:: WRITTEN EXERCISE ::
Every record here needs to be written out again exactly.

— Start WORKING DATA —

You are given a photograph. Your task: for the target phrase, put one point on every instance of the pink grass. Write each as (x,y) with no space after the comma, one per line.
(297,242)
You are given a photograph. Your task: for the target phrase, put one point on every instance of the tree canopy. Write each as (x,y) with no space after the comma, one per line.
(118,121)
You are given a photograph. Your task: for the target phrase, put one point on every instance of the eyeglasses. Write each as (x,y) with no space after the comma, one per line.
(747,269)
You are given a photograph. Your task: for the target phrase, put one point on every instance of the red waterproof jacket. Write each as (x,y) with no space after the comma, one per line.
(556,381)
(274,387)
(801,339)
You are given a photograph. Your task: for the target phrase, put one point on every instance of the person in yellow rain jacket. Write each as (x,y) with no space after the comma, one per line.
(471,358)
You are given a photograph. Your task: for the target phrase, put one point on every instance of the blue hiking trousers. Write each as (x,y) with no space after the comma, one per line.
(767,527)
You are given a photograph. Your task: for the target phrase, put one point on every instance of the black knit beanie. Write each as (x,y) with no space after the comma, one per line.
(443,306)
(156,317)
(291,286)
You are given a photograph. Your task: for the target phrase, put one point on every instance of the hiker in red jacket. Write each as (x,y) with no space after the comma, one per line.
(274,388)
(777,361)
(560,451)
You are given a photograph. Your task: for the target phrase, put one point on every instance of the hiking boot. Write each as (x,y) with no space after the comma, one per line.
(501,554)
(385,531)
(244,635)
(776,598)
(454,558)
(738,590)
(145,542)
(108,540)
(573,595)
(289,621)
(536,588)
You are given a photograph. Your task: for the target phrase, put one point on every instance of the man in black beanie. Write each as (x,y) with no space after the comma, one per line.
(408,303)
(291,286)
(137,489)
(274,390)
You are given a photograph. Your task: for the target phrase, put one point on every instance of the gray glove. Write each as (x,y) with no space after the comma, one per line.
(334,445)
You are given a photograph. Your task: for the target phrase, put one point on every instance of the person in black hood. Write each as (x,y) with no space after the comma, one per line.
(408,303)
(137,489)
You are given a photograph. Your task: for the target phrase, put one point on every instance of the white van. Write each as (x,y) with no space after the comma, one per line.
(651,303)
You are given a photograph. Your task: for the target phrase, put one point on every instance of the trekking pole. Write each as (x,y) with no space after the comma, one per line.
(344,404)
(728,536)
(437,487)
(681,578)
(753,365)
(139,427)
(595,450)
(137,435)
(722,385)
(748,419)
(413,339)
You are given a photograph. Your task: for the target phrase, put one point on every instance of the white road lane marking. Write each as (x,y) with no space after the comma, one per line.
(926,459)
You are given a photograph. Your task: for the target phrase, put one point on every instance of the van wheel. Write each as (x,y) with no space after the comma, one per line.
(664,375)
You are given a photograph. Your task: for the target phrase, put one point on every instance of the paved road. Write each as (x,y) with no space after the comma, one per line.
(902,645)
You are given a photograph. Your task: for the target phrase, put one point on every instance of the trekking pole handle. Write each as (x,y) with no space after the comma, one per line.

— End WORKING DATA —

:: TASK SOLUTION ::
You are given a photograph. Your task: for the target phrase, put one point on every instance of the pink grass. Write each as (x,y) with no space after the comma, one per line.
(297,242)
You are given a photograph. Your task: for the target phrase, put one point on every instance of the tree canopy. Write each as (x,y) with no space after the comma, one per line.
(118,121)
You are given a photograph. Your task: for the target phrase, put one point on every instance of the eyeglasses. Write each as (x,y) with no space after the comma, one per line.
(747,269)
You are given a photograph. Your task: for the target phrase, put one point on every instance of the red waterproof jacket. Write each as (x,y) with no space after the comma, one per line.
(556,381)
(274,387)
(801,339)
You are given a photograph. Your task: for the target phrase, put one point on every instance of the person in yellow rain jacket. Write each as (x,y) with no space after the comma, one per line.
(471,358)
You are given a photograph. Your task: for the target phrase, put one point on every instance of the blue hiking trousers. Write each as (x,y) with no space after the comma, one per line.
(767,527)
You are given a photograph. Your task: for the target phrase, put one point on every instance of the black knit beanie. Write each as (x,y) with no space after the comma, one per line.
(443,306)
(156,317)
(291,286)
You are given a photograph. Your task: for the target phrase, put one point on every instance of the hiker in red jacket. Write each as (x,y) with no space after the comma, one per line.
(274,388)
(777,361)
(560,451)
You are given a photograph. Your task: for the target phrase, put one point on every instance of the hiking boot. Write each as (x,y) with no space after the comma, one per line.
(501,554)
(385,531)
(244,635)
(776,598)
(454,558)
(738,590)
(145,542)
(108,540)
(573,595)
(289,621)
(536,588)
You are given a photograph. Your task: for the target phrase, put one point on every instance of the man in black beanie. Write each as (x,y) with no space after the comma, one per line.
(408,303)
(291,286)
(137,489)
(274,390)
You are given a photograph. Your task: for the target phrase, put one point on every instance of the gray glove. Write each as (x,y) with no space after the comma, one per line.
(334,445)
You are given a photograph. Your task: for the target phrase, put one point on every instance of the person in black hood. Write each as (x,y) with no space after the comma, one per line.
(408,303)
(137,489)
You are given a photograph. Your task: for the target phrase, put one point on every instance of the white van. Write each as (x,y) with no space after the comma, one per line.
(651,303)
You are given a photograph. Your task: for the target phrase, put one point on every instance of the trekking pole. Write each as (x,y) with no space after the comma, one per line.
(344,404)
(728,536)
(437,487)
(681,578)
(753,365)
(139,427)
(595,450)
(137,435)
(722,385)
(748,419)
(413,339)
You are given a photograph. Your task: for the target phrase, put one point on every instance of the white road lane marking. Write each as (x,y) with no space after the comma, one per line.
(926,459)
You are given a photograph. Your task: for the target phrase, put one point on every instance of the van wheel. Write each as (x,y) with no space after the comma, one per line.
(664,375)
You are given a photograph. Your task: for the target phrase, put one point on every instance of the paved road. Write each as (x,y) with no space after the comma, one per line.
(902,645)
You are given a photograph. Your task: for the target phrase, put one point on every instance of the trekking pole handle. Write each as (x,y) with no space after the comma, one per line.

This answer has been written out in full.